REQUIRED TASK 1 – From the post about choosing a path through college, list every major the writer held at Salem State.

SOURCE DOCUMENT –
* Begin *

After a little time off, I went to Salem State then College/now University. Enrolled as a Crimanl Justice major with a concentration in forensics. After my orientation, and an introduction from the worst department chair on the face of the Earth, I switched to Spanish. Espanol! Me gusto espanol mucho! The goal was to be a high school Spanish teacher. And then I left because I couldnt afford it.

I went back to Salem State as an English major with my concentration being Secondary Education. However, during this time I fell in love with geology. Naturally, I decided to double major. Hahahahahahahahahahahahahhahahahahahahhahaha. Working full time plus multiple majors plus labs that felt they were extended lectures so you have to do lab work on your own time plus sick and or dying family members equals the start of a spiral so far down you can't see the end. I dropped my geology major and lasted another semester before I failed out.

My last semester I found two things that brought me great joy: a class editing the college's literary magazine and a seminar on Willa Cather that looked at her works from the point of view of space/gender/sexuality. Both made me want to do something related to each as a career. Maybe both! Edit a gender/gay focused literary magazine? I don't know. It sounded like a good plan then.

Since then I have worked customer service jobs that at times feel like they drain the very essence of my soul out and replace it with an ulcer's ichor.

Knowing I have been searching for meaning, The Husband has encouraged me to take classes or go back to school. However, my schedule at work is not felixble enough to do this. And, (wait for it....) we can't afford that. I applied to a local community college a few years ago for their culinary program, but realized too late we weren't going to afford it. Bummer, but I moved on.

Since then, I've thought about going to school for baking. Or going for cosmetology. Or finishing my english degree and teaching. Or going for a degree in Women's Studies. Everytime I think I have made a decision, fear of failure and disappointing people creeps in and paralyzes me.

When faced with continual self doubt, how can one confidently make a decision like this? Which one is the right choice? How do I know?

I talked to The Husband about this feeling. How I don't feel like I have a purpose or meaning. He suggested going to church. I was raised Catholic but don't agree with a lot of their teachings (although, the new Pope is pretty dope). We have a UU church down the street, which is an option. But as someone who believes more in the occult than traditional religion, how do I go to church and asked a God I am not convinced is there for help or guidence? How do I walk into their house and not feel... disingenuous?

Worse: what happens if I go and there is nothing? No sign. No help. No guidence. Doesn't that make me more of a failure? Should I skip the church and divine with a pendulum to see what is the best fit? Is that cheating myself of some miraculous self-discovery I have been lacking all these years?

* End *

Stored dataset items –
* Begin *

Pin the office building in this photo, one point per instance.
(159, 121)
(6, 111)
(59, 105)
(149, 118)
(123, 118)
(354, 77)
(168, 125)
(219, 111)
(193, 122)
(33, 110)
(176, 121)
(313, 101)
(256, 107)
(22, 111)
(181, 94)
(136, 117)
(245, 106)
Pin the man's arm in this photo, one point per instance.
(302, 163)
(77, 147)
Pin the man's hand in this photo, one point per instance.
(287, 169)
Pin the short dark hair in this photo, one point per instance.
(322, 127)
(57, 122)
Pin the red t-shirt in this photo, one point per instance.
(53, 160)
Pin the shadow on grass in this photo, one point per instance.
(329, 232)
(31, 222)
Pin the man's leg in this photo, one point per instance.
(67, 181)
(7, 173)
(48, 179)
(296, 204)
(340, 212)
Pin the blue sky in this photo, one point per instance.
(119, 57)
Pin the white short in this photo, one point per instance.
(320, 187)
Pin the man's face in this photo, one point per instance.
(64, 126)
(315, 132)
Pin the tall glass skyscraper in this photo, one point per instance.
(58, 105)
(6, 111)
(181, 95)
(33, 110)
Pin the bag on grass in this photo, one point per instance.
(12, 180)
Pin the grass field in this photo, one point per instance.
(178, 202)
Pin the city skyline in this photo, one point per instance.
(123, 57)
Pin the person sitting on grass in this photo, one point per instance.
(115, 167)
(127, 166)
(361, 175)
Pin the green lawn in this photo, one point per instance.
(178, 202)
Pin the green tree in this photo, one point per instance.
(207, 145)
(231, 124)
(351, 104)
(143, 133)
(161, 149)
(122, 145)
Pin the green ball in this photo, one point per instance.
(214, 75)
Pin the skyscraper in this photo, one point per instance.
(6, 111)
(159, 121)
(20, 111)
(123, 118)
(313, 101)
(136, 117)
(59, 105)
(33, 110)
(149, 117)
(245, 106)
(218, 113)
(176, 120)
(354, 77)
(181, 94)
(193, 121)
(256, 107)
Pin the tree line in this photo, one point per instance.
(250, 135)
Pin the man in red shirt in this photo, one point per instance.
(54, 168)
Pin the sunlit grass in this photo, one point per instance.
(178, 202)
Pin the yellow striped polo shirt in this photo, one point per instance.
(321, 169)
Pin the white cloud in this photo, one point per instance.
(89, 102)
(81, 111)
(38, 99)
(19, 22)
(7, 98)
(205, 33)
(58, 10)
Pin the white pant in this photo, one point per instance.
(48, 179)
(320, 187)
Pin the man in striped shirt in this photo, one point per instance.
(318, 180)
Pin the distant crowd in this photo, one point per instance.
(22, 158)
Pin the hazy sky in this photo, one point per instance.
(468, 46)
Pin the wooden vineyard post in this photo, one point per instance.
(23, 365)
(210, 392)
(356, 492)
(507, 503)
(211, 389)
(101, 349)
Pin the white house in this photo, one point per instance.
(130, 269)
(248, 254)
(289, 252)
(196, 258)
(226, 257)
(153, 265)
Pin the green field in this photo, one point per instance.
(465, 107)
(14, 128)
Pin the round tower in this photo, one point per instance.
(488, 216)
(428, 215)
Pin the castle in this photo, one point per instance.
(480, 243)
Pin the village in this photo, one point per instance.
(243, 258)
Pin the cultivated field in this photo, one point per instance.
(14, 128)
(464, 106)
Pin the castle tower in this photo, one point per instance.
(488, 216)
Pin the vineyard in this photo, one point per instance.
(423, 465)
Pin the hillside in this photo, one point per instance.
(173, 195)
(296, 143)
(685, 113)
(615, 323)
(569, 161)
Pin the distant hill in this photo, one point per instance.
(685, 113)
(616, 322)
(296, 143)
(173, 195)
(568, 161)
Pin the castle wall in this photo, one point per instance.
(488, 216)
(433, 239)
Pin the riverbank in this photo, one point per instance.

* End *
* Begin *

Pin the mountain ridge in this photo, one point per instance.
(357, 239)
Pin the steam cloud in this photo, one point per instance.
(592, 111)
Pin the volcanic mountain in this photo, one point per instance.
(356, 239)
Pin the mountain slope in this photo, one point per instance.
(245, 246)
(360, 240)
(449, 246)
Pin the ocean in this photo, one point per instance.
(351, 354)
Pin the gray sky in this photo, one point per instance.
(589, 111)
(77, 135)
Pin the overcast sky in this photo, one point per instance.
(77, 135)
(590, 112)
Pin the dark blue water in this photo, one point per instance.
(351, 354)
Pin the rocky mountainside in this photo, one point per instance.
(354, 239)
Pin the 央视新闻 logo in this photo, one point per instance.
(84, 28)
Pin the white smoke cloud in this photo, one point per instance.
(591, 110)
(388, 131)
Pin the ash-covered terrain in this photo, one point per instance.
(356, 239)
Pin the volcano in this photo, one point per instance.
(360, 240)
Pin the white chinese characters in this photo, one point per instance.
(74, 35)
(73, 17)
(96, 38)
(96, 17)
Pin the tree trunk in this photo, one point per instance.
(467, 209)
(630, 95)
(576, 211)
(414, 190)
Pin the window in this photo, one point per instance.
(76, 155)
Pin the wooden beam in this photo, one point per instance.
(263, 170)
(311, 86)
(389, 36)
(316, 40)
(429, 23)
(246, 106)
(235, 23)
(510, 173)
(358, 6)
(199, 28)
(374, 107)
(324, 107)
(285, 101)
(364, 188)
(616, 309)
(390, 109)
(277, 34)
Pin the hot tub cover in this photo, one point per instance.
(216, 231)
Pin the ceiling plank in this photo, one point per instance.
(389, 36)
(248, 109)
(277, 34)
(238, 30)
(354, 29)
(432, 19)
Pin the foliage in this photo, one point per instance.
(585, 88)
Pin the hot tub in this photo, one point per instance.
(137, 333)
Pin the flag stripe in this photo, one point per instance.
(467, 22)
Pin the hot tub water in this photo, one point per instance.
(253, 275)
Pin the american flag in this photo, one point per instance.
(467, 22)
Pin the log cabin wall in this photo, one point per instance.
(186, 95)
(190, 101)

* End *

REQUIRED TASK 2 – Turn the entries from the line with "Pin the castle in" through the line with "Pin the riverbank" into a Markdown table with the columns Number and Entry line, one row per line, skipping any blank lines.

TASK RESPONSE 1 –
- Criminal Justice
- Spanish
- English
- Geology

TASK RESPONSE 2 –
| Number | Entry line |
|---|---|
| 1 | Pin the castle in this photo, one point per instance. |
| 2 | (480, 243) |
| 3 | Pin the village in this photo, one point per instance. |
| 4 | (243, 258) |
| 5 | Pin the cultivated field in this photo, one point per instance. |
| 6 | (14, 128) |
| 7 | (464, 106) |
| 8 | Pin the castle tower in this photo, one point per instance. |
| 9 | (488, 216) |
| 10 | Pin the vineyard in this photo, one point per instance. |
| 11 | (423, 465) |
| 12 | Pin the hillside in this photo, one point per instance. |
| 13 | (173, 195) |
| 14 | (296, 143) |
| 15 | (685, 113) |
| 16 | (615, 323) |
| 17 | (569, 161) |
| 18 | Pin the distant hill in this photo, one point per instance. |
| 19 | (685, 113) |
| 20 | (616, 322) |
| 21 | (296, 143) |
| 22 | (173, 195) |
| 23 | (568, 161) |
| 24 | Pin the castle wall in this photo, one point per instance. |
| 25 | (488, 216) |
| 26 | (433, 239) |
| 27 | Pin the riverbank in this photo, one point per instance. |